Page extract
Several major U.S. business groups recently sued the Trump administration, seeking to toss new immigration restrictions issued by the White House in a June 22 order, despite the national focus on the COVID-19 pandemic and racially driven protests around the country.
The order, which repeals entire visa categories for temporary workers, specifically freezes new H-1B and H-4 visas, used by technology workers and their families. In addition, L visas for intracompany transfers and most J visas for work- and study-abroad programs are blocked until the end of 2020.
Groups including the U.S. Chamber of Commerce, the National Association of Manufacturers and the National Retail Federation filed their lawsuit in federal court in San Francisco. Its simple thrust is that Trump exceeded his authority.

Given data
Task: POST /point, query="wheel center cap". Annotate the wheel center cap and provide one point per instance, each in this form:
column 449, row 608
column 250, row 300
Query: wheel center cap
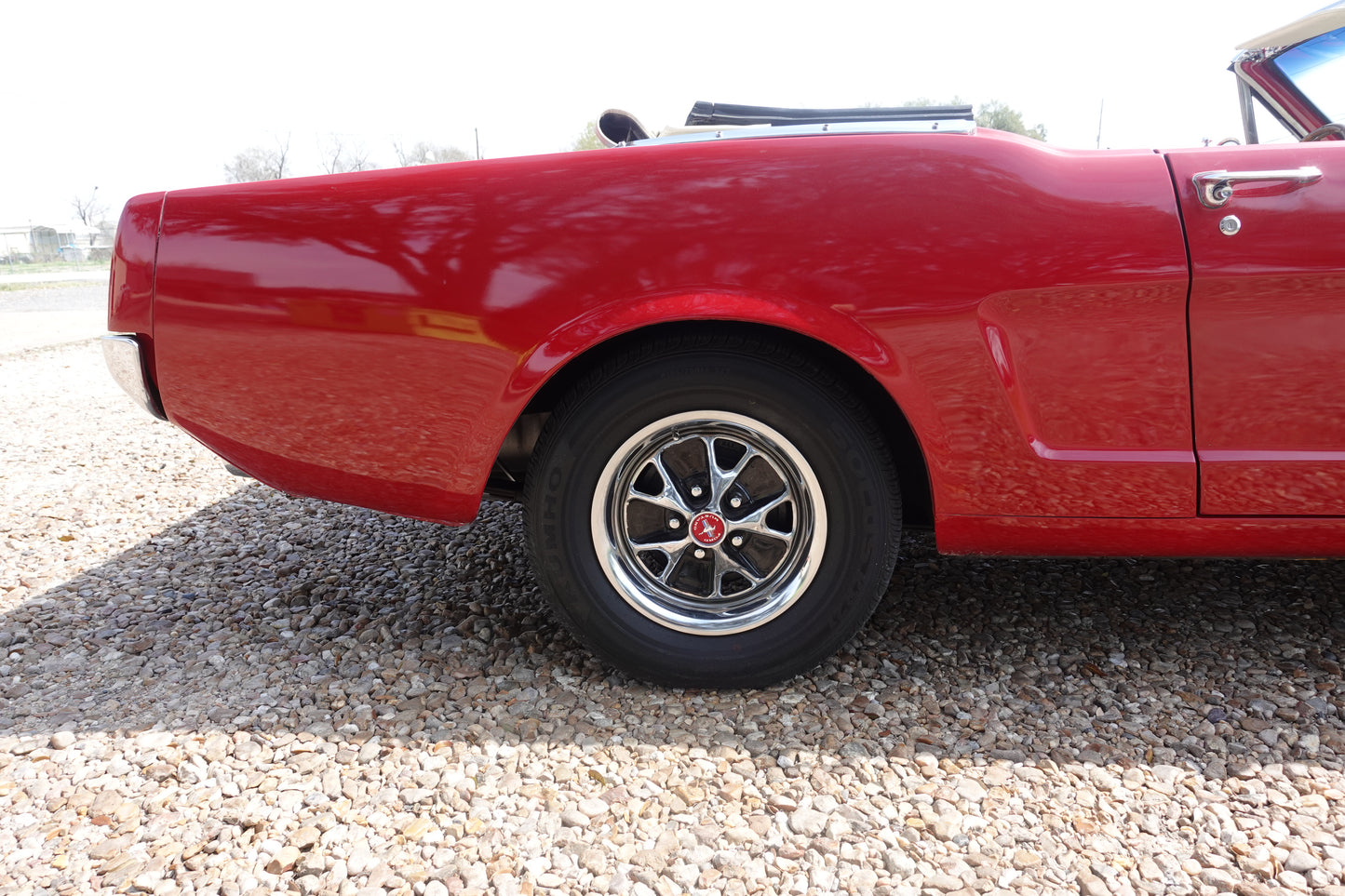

Activity 1
Answer from the passage on the visa lawsuit:
(a) On what date did the White House issue the order?
(b) Until when are L visas and most J visas blocked?
(c) In which court did the business groups file their lawsuit?
Activity 2
Set down, word for word, the portion of the passage on the visa lawsuit starting at "The order, which" and ending at "exceeded his authority.".
The listing is not needed for this work.

Exercise response 1
(a) June 22
(b) Until the end of 2020
(c) Federal court in San Francisco

Exercise response 2
The order, which repeals entire visa categories for temporary workers, specifically freezes new H-1B and H-4 visas, used by technology workers and their families. In addition, L visas for intracompany transfers and most J visas for work- and study-abroad programs are blocked until the end of 2020.
Groups including the U.S. Chamber of Commerce, the National Association of Manufacturers and the National Retail Federation filed their lawsuit in federal court in San Francisco. Its simple thrust is that Trump exceeded his authority.